▶ **What to produce**:
Copy every entry exactly as it reads and exclude whatever pictures appear.

▶ **Information supplied**:
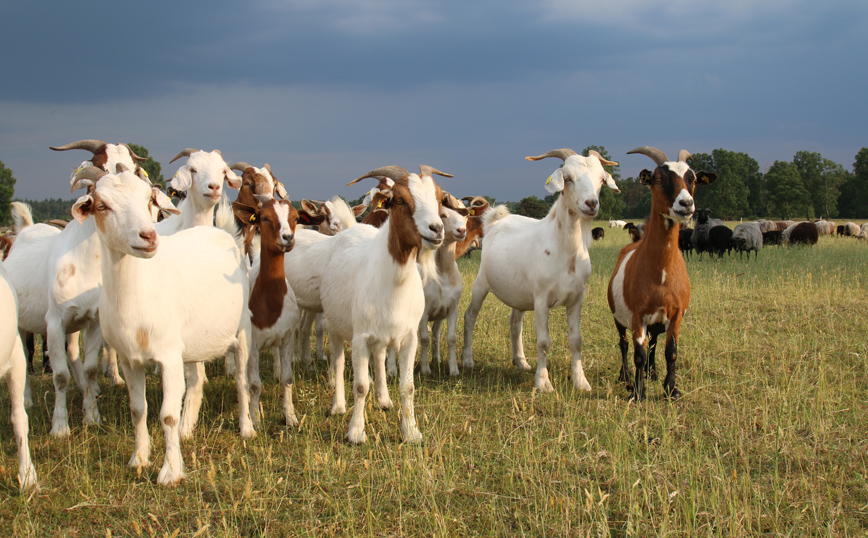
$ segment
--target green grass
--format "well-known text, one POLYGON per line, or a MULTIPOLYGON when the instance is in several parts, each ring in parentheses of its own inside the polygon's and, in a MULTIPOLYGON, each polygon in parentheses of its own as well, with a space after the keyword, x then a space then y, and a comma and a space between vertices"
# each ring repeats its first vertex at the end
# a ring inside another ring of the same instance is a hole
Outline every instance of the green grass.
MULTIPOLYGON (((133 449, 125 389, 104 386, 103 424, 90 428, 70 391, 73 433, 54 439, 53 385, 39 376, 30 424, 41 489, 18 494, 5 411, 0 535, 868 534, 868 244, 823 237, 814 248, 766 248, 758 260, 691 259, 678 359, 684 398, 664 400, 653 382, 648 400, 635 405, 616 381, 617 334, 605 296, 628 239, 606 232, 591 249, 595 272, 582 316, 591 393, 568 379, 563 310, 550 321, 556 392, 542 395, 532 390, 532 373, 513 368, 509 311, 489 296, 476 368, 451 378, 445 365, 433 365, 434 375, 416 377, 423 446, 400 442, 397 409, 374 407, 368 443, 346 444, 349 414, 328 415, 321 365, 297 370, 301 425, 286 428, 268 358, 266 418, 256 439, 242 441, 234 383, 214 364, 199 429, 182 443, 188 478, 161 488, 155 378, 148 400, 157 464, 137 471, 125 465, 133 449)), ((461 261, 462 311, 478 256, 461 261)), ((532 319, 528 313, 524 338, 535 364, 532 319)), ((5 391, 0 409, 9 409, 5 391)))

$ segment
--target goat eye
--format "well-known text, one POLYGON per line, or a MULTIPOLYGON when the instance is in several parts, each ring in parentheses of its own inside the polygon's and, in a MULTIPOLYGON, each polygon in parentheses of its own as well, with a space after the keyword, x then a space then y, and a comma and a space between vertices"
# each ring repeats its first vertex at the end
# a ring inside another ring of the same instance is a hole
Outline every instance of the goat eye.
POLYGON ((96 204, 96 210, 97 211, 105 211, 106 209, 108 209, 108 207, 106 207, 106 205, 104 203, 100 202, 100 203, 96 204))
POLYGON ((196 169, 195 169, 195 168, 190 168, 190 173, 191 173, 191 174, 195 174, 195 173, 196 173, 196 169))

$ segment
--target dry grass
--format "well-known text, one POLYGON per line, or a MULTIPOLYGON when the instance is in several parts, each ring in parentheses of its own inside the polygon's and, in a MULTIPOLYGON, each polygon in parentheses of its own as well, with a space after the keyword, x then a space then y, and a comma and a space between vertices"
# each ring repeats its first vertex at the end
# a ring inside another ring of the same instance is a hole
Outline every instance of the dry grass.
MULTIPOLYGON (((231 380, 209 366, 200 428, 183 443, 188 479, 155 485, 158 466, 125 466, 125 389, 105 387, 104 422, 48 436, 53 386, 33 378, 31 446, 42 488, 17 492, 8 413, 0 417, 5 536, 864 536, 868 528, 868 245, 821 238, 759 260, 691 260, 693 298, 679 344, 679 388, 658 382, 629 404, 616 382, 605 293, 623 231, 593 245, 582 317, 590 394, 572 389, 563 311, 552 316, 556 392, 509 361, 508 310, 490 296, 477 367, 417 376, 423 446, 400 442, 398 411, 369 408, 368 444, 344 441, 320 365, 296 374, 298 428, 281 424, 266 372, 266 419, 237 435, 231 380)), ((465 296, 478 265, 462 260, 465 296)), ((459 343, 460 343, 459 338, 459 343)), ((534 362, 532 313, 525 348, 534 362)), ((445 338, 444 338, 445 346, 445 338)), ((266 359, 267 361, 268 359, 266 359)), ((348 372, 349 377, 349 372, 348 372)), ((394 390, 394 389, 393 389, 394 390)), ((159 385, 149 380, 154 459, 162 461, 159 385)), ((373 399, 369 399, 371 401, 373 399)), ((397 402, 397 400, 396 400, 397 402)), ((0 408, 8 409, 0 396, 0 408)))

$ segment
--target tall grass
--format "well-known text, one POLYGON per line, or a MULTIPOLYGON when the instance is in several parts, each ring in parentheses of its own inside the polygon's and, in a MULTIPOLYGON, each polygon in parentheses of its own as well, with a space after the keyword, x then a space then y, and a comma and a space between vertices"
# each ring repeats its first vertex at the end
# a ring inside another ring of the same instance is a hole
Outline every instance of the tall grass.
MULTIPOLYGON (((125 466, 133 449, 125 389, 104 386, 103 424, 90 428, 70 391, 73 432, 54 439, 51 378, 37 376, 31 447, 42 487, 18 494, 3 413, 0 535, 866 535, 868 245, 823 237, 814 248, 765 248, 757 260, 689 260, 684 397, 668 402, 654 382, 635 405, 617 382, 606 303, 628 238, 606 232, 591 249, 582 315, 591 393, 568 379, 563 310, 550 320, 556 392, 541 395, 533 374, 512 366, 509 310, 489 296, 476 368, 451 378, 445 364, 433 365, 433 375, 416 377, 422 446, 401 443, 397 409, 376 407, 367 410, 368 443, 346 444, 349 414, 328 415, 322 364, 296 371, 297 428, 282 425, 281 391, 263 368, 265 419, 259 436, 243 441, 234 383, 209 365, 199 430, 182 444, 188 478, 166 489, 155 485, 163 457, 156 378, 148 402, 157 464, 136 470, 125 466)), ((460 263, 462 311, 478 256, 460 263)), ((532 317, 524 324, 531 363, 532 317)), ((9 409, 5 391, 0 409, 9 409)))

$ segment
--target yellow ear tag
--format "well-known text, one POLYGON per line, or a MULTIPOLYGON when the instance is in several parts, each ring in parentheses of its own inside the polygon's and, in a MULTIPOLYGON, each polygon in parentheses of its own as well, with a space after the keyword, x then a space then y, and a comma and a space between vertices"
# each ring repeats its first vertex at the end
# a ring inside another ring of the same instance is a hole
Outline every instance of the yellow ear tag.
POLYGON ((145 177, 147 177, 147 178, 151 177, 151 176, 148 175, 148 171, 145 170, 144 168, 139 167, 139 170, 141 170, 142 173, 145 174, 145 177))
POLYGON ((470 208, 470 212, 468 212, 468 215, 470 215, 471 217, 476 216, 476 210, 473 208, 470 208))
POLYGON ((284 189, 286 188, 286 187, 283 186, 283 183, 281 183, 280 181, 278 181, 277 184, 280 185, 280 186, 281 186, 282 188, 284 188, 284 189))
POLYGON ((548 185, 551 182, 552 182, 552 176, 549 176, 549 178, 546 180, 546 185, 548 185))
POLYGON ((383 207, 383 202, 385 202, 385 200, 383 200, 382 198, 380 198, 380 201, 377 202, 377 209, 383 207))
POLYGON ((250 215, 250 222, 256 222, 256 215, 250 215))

▶ **Answer to the problem**:
$ segment
--target green grass
--format "well-known text, one POLYGON per line, or a MULTIPOLYGON when the instance is in several parts, each ring in parentheses of its own inside the polygon's and, in a MULTIPOLYGON, each polygon in parentheses of its own as well, with a space after the keyword, x then a space then y, and a comma and a space between vertices"
# each ring repeats its first vertex at the end
# a ring inside another ring of the same instance is a hole
Outline every instance of the green grass.
MULTIPOLYGON (((133 449, 125 389, 104 386, 103 424, 90 428, 70 391, 73 433, 54 439, 53 385, 39 376, 30 424, 41 489, 18 494, 5 411, 0 535, 868 534, 868 244, 823 237, 814 248, 766 248, 758 260, 691 259, 678 359, 684 398, 664 400, 653 382, 648 400, 635 405, 616 381, 617 334, 605 296, 628 239, 606 232, 591 249, 595 272, 582 316, 591 393, 568 379, 563 310, 550 321, 556 392, 542 395, 532 390, 532 373, 513 368, 509 311, 489 296, 476 368, 451 378, 445 365, 433 365, 434 375, 416 377, 423 446, 400 442, 397 409, 374 407, 368 443, 346 444, 349 414, 328 415, 321 365, 297 370, 301 425, 286 428, 268 358, 266 418, 256 439, 242 441, 234 383, 214 364, 199 429, 182 443, 188 478, 161 488, 155 378, 148 400, 157 464, 137 471, 125 465, 133 449)), ((461 261, 462 311, 478 256, 461 261)), ((532 319, 528 313, 524 338, 535 364, 532 319)), ((5 391, 0 409, 9 409, 5 391)))

$ segment
--target goat eye
--format "well-known text, one POLYGON per line, or a MULTIPOLYGON when the instance is in several parts, each ring in parentheses of its own inside the polygon's and, in a MULTIPOLYGON, each polygon in parentheses of its own as well, with a space after the keyword, x then a space then y, and a comma and a space between vertices"
# each ring repeats its first vertex at the end
# a ring inside another ring of the same instance is a hole
Outline every instance of the goat eye.
POLYGON ((96 204, 96 210, 97 211, 105 211, 106 209, 108 209, 108 207, 106 207, 106 205, 104 203, 100 202, 100 203, 96 204))
POLYGON ((196 169, 195 169, 195 168, 190 168, 190 173, 191 173, 191 174, 195 174, 195 173, 196 173, 196 169))

$ segment
--target dry grass
--format "well-known text, one POLYGON per line, or a MULTIPOLYGON when the instance is in several parts, each ring in parentheses of its own inside the polygon's and, in a MULTIPOLYGON, each polygon in parentheses of its own as well, with a space after the keyword, x then a space then y, and a comma and a space between vertices"
# each ring repeats its first vertex at the end
# a ring inside another ring of the same instance is a hole
Outline every instance of the dry grass.
MULTIPOLYGON (((231 380, 209 366, 200 428, 183 443, 188 479, 155 485, 158 466, 125 466, 125 389, 105 387, 104 422, 48 436, 53 386, 33 378, 31 446, 42 488, 17 492, 8 413, 0 417, 5 536, 864 536, 868 528, 868 245, 821 238, 759 260, 691 260, 693 298, 679 344, 679 388, 658 382, 629 404, 616 382, 605 293, 623 231, 593 245, 582 317, 590 394, 572 389, 563 311, 552 316, 556 392, 509 361, 508 310, 490 296, 477 367, 417 376, 423 446, 400 442, 398 411, 369 408, 368 444, 344 441, 320 365, 296 374, 298 428, 281 424, 266 372, 266 419, 237 435, 231 380)), ((465 296, 478 265, 462 260, 465 296)), ((459 343, 460 343, 459 338, 459 343)), ((534 362, 532 313, 525 348, 534 362)), ((445 338, 444 338, 445 346, 445 338)), ((266 359, 267 361, 268 359, 266 359)), ((348 372, 349 377, 349 372, 348 372)), ((394 390, 394 389, 393 389, 394 390)), ((159 385, 149 380, 154 459, 162 461, 159 385)), ((373 399, 369 399, 371 401, 373 399)), ((397 402, 397 400, 396 400, 397 402)), ((0 408, 8 409, 0 396, 0 408)))

$ segment
--target tall grass
--format "well-known text, one POLYGON per line, or a MULTIPOLYGON when the instance is in several parts, each ring in parentheses of its own inside the polygon's and, in a MULTIPOLYGON, each polygon in parentheses of its own as well, with a space after the keyword, x then a space then y, and a comma and a space between vertices"
# each ring repeats its first vertex at the end
# a ring inside another ring of the same instance is a hole
Outline every instance of the tall grass.
MULTIPOLYGON (((125 466, 133 449, 125 389, 104 386, 103 424, 90 428, 70 391, 73 432, 54 439, 51 378, 37 376, 31 447, 42 487, 18 494, 3 413, 0 535, 866 535, 868 245, 823 237, 814 248, 765 248, 757 260, 689 260, 684 397, 668 402, 654 382, 635 405, 617 382, 606 303, 628 238, 606 232, 591 249, 582 315, 591 393, 568 379, 563 310, 550 320, 556 392, 541 395, 533 374, 512 366, 509 310, 489 296, 476 368, 451 378, 445 364, 433 365, 433 375, 416 377, 422 446, 401 443, 397 409, 376 407, 367 410, 368 443, 346 444, 349 414, 328 415, 322 364, 296 371, 297 428, 282 425, 281 391, 263 368, 265 419, 259 436, 243 441, 234 383, 209 365, 199 430, 182 444, 188 478, 166 489, 155 485, 163 457, 156 378, 148 402, 157 464, 136 470, 125 466)), ((460 263, 462 311, 478 256, 460 263)), ((532 317, 524 324, 531 363, 532 317)), ((9 409, 5 391, 0 409, 9 409)))

$ segment
--target yellow ear tag
--format "well-known text, one POLYGON per line, or a MULTIPOLYGON when the instance is in several parts, each ring in parentheses of its own inside the polygon's and, in a MULTIPOLYGON, each polygon in parentheses of its own as well, with a space after the keyword, x then a space then y, and a comma and a space between vertices"
# each ring repeats its first vertex at the end
# a ring inside another ring of the same instance is a hole
Outline every instance of the yellow ear tag.
POLYGON ((145 177, 147 177, 147 178, 151 177, 151 176, 148 175, 148 171, 145 170, 144 168, 139 167, 139 170, 141 170, 142 173, 145 174, 145 177))
POLYGON ((470 208, 470 212, 468 212, 468 215, 470 215, 471 217, 476 216, 476 210, 473 208, 470 208))
POLYGON ((284 189, 286 188, 286 187, 283 186, 283 183, 281 183, 280 181, 278 181, 277 184, 280 185, 280 186, 281 186, 282 188, 284 188, 284 189))
POLYGON ((548 185, 551 182, 552 182, 552 176, 549 176, 549 178, 546 180, 546 185, 548 185))
POLYGON ((383 207, 383 202, 385 202, 385 200, 383 200, 382 198, 380 198, 380 201, 377 202, 377 209, 383 207))
POLYGON ((250 215, 250 222, 256 222, 256 215, 250 215))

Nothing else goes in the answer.